■ WHAT IS ASKED: Rewrite these rows with "Runs detection" replaced by "Performs detection" everywhere it occurs, leaving everything else the same.

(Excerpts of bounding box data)
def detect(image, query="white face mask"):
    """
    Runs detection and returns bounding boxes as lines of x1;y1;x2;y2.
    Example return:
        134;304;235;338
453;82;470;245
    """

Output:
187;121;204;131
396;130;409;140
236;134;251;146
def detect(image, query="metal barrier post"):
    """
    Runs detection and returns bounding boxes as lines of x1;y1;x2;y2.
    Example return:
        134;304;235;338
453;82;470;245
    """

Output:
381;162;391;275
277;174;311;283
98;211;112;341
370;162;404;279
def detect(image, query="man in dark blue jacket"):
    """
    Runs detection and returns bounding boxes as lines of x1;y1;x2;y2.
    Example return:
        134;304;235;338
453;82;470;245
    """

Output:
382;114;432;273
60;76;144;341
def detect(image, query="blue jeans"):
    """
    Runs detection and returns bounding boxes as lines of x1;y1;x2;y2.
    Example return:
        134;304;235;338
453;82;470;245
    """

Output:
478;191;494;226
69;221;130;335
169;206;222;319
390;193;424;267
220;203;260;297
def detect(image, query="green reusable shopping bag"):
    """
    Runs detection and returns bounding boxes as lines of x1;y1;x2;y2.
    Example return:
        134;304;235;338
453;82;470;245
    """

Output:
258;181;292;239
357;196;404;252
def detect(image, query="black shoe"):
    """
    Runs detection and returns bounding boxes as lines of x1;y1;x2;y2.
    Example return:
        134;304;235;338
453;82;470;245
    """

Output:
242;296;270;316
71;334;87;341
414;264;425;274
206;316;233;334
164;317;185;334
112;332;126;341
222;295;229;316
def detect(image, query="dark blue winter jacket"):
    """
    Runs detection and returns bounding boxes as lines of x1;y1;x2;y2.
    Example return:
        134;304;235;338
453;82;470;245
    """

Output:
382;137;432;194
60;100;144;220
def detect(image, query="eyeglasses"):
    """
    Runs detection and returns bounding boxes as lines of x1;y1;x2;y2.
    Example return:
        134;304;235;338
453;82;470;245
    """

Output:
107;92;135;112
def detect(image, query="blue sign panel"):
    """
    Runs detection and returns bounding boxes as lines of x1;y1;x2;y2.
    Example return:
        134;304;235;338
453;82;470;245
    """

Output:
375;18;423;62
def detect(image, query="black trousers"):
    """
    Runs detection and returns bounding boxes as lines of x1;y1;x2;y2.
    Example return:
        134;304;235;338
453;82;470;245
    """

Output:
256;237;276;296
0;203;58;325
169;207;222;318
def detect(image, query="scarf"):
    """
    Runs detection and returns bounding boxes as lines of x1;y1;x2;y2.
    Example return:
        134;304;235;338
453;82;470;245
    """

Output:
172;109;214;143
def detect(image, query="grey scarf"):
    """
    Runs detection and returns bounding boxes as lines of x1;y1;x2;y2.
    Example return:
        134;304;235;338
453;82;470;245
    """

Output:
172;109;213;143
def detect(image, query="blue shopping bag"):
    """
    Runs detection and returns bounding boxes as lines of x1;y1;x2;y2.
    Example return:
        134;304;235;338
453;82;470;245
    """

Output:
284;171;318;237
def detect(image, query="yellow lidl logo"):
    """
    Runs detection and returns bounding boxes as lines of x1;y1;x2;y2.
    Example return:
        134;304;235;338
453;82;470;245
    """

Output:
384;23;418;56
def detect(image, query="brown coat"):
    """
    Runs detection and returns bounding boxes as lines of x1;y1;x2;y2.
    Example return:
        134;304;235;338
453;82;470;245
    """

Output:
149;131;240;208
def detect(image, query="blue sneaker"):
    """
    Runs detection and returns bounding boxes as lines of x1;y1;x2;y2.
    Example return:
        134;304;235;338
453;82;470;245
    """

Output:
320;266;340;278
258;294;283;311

■ RESPONSE TO THIS EXERCISE:
def detect(image, query="white face mask"):
    """
    Performs detection and returns bounding boxes as lines of x1;y1;x2;y2.
    Example return:
        134;304;235;338
453;82;470;245
    """

Output:
187;121;204;131
396;130;409;140
236;134;251;146
def detect(image, query="metal barrier post"):
    """
    Performs detection and returns bounding boxes as lines of x1;y1;x2;y2.
    Example return:
        134;304;235;338
453;82;470;245
    """

Output:
381;162;391;275
277;174;311;283
98;211;112;341
370;162;404;279
def detect(image, query="man in dark blue jacket"):
    """
    Performs detection and returns bounding boxes as lines of x1;y1;x2;y2.
    Example return:
        134;304;235;338
453;82;470;245
    """

Output:
382;114;432;273
60;76;144;341
def detect(image, query="blue jeans"):
    """
    Performs detection and returns bounding boxes as lines of x1;y1;x2;y2.
    Example return:
        134;304;235;338
453;82;470;245
    """

Output:
478;191;494;226
69;221;130;335
169;206;222;319
390;193;424;267
220;203;260;297
def detect(image, query="green reusable shopping bag"):
    """
    Performs detection and returns bounding boxes as lines of x1;y1;x2;y2.
    Example return:
        134;304;235;338
453;82;470;245
    """

Output:
258;181;292;239
357;196;404;252
def detect(image, query="black shoe"):
    """
    Performs detection and returns bounding boxes as lines of x1;y1;x2;y2.
    Example return:
        134;304;235;338
453;82;470;245
    """

Output:
242;296;270;316
71;334;87;341
414;264;425;274
206;316;233;334
164;317;185;334
112;332;126;341
222;295;229;316
def detect(image, query="dark blue winter jacket"):
    """
    Performs detection and returns bounding boxes as lines of x1;y1;x2;y2.
    Example return:
        134;304;235;338
453;82;470;245
    """

Output:
382;137;432;194
60;100;144;220
def detect(image, query="eyeglasses"):
    """
    Performs detection and returns bounding boxes as lines of x1;y1;x2;y2.
    Example return:
        134;304;235;338
453;82;470;245
    """

Output:
107;92;135;112
def detect(image, query="blue sign panel"):
    """
    Performs detection and returns bounding boxes as lines of x1;y1;x2;y2.
    Example return:
        134;304;235;338
453;82;470;245
    """

Output:
375;18;423;62
def detect(image, query="black trousers"):
    """
    Performs detection and returns bounding boxes as lines of x1;y1;x2;y2.
    Example return:
        134;304;235;338
453;82;470;245
    """

Output:
256;237;276;296
0;203;58;325
169;207;222;318
def detect(image, query="scarf"):
    """
    Performs detection and returns bounding boxes as lines of x1;y1;x2;y2.
    Example return:
        134;304;235;338
453;82;470;245
    """

Output:
172;109;214;143
def detect(image, query="grey scarf"):
    """
    Performs detection and returns bounding boxes as lines of x1;y1;x2;y2.
    Example return:
        134;304;235;338
453;82;470;245
    """

Output:
172;109;213;143
def detect(image, query="blue shopping bag"):
    """
    Performs detection and returns bounding boxes as lines of x1;y1;x2;y2.
    Example return:
        134;304;235;338
453;82;470;245
    """

Output:
284;171;318;237
def detect(image, query="yellow lidl logo"):
    """
    Performs detection and returns bounding boxes as lines of x1;y1;x2;y2.
    Example return:
        134;304;235;338
453;82;470;245
    """

Output:
384;23;418;56
def detect(image, query="brown coat"):
    """
    Performs detection and returns bounding boxes as lines of x1;y1;x2;y2.
    Example return:
        134;304;235;338
453;82;470;245
    """

Output:
149;131;240;208
def detect(image, query="blue sneaker"):
    """
    Performs detection and returns bounding boxes as lines of x1;y1;x2;y2.
    Example return:
        134;304;235;338
453;82;470;245
    """

Output:
320;266;340;278
258;294;283;311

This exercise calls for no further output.